_Aim of the exercise_
Extend the passage on the Nantucket Historic District with one more paragraph that follows from its final sentence.

_Selected excerpt_
== Segment start ==

The Nantucket Historic District is a National Historic Landmark District that encompasses the entire island of Nantucket, Massachusetts. The original December 13, 1966 listing on the National Register of Historic Places included only the historic downtown core and the village of Siasconset, but was expanded in 1975 to include the entire island, as well as the islands of Tuckernuck and Muskeget. At over 30,000 acres, it is the largest conventional National Historic Landmark District by area in the contiguous United States.

Much of the district was originally designated as a local historic district in 1955, making it one of the earliest historic districts in the United States, along with the Charleston Historic District in Charleston, South Carolina, the Vieux Carre Historic District in New Orleans, and the Old and Historic Alexandria District in Alexandria, Virginia. Since 1955, the Nantucket Historic District Commission has been the governing authority charged with overseeing the island's preservation.

== Segment end ==

_Extracted data_
== Segment start ==

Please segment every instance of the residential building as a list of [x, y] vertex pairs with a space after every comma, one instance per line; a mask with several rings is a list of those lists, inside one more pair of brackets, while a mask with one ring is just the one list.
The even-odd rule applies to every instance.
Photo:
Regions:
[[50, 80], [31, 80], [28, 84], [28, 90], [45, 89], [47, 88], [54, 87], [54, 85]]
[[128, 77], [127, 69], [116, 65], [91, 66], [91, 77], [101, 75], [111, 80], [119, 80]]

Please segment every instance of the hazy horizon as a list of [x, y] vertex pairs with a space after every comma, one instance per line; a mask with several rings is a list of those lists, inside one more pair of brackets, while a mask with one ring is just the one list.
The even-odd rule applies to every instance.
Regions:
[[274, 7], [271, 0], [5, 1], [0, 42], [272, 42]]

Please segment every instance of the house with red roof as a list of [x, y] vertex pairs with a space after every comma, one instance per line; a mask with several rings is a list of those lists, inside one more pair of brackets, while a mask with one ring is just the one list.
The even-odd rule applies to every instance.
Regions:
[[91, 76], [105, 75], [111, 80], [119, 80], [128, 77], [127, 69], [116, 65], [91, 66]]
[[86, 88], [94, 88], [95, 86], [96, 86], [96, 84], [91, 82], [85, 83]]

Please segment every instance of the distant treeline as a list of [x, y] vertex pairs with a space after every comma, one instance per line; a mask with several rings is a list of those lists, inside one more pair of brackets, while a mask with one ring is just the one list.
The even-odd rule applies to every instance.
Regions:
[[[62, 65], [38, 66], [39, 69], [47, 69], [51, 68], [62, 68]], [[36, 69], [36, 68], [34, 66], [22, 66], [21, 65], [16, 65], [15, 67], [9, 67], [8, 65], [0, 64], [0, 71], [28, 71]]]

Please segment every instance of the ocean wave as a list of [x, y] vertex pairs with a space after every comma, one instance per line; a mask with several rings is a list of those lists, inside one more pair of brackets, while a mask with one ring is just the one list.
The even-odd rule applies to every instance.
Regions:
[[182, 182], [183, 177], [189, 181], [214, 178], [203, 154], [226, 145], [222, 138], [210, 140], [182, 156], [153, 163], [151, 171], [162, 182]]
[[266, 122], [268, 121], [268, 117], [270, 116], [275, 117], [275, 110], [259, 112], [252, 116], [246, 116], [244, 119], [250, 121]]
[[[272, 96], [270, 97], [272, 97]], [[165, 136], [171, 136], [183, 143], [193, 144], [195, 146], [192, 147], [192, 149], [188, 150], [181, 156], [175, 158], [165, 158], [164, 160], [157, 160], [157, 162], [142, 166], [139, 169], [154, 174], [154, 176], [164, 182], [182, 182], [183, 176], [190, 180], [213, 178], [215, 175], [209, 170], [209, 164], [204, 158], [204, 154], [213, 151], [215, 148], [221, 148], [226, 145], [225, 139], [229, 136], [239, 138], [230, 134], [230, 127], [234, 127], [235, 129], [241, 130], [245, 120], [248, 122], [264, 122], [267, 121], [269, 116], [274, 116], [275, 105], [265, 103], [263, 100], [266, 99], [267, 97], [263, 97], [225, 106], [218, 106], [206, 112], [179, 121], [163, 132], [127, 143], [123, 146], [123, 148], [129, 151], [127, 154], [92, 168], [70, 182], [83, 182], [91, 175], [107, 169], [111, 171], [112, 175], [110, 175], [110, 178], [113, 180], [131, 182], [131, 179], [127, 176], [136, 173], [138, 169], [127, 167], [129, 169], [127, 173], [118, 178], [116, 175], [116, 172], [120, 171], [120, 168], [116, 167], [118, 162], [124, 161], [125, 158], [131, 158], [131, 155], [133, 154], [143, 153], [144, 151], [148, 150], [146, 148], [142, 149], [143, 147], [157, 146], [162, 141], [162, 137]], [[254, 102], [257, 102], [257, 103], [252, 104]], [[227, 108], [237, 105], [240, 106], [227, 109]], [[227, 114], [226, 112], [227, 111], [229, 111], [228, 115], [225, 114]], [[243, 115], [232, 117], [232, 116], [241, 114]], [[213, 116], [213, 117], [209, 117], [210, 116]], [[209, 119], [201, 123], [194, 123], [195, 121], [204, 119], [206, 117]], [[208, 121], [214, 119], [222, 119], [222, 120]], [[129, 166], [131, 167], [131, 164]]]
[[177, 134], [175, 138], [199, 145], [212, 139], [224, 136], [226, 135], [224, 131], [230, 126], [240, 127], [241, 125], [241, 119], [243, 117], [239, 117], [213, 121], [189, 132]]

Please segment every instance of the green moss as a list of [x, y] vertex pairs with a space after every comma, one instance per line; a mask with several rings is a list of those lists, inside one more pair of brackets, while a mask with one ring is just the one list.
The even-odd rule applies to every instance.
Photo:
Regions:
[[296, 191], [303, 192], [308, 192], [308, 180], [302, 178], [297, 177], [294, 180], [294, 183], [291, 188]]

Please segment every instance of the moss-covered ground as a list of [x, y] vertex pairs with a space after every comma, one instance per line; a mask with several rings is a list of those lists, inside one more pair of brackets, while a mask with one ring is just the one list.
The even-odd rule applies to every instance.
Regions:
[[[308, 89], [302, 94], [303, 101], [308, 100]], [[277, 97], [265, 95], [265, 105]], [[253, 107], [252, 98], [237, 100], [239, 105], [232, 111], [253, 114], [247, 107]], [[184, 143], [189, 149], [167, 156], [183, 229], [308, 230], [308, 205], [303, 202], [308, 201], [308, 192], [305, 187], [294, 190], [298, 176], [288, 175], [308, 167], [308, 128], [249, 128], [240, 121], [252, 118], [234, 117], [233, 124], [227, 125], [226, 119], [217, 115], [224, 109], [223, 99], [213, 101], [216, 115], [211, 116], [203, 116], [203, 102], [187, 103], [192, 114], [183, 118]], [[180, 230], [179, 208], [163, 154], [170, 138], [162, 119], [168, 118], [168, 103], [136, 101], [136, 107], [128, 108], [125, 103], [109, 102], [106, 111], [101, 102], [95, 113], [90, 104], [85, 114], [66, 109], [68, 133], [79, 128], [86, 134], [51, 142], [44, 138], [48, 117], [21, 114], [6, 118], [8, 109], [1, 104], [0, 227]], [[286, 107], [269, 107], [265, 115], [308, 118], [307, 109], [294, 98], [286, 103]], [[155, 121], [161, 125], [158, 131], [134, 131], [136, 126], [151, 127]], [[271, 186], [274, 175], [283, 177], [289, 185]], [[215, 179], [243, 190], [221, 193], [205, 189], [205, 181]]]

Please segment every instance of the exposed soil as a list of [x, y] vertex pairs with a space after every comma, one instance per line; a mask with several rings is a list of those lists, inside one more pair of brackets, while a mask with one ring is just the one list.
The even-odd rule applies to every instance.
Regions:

== Segment end ==

_Response for this exercise_
== History ==
Nantucket is a uniquely preserved New England seaport, largely developed during the late 18th and early 19th centuries when the whaling industry dominated the town's economy. By 1774, Nantucket accounted for about sixty percent of the New England whaling fleet. In 1840, the town's population peaked at roughly 9,000. However, during the years that followed, several events occurred that resulted in a dramatic downturn in the island's fortunes. By this time, the nearby mainland port of New Bedford, Massachusetts had surpassed Nantucket as the leading whaling port in the nation. Also during this time, the formation of sand bars prevented the increasingly larger ships from entering Nantucket Harbor, forcing the industry to shift to nearby Edgartown on Martha's Vineyard. Another blow came in 1846, when a great fire destroyed much of the town's commercial center and wharves. By the end of the 19th century, when much of the country was experiencing dramatic growth, Nantucket's population had fallen to just 3,000. Thus, the existence of Nantucket's historic buildings is largely due to the island being forgotten for more than half a century, as its architecture survived through neglect. In 1894, the first preservation efforts on Nantucket occurred with a campaign to save the "Old Mill", a 1746 windmill built by Nathan Wilbur. In 1897, the mill was purchased at auction and donated to the Nantucket Historical Association. During this period, new construction began to reflect the island's historic character.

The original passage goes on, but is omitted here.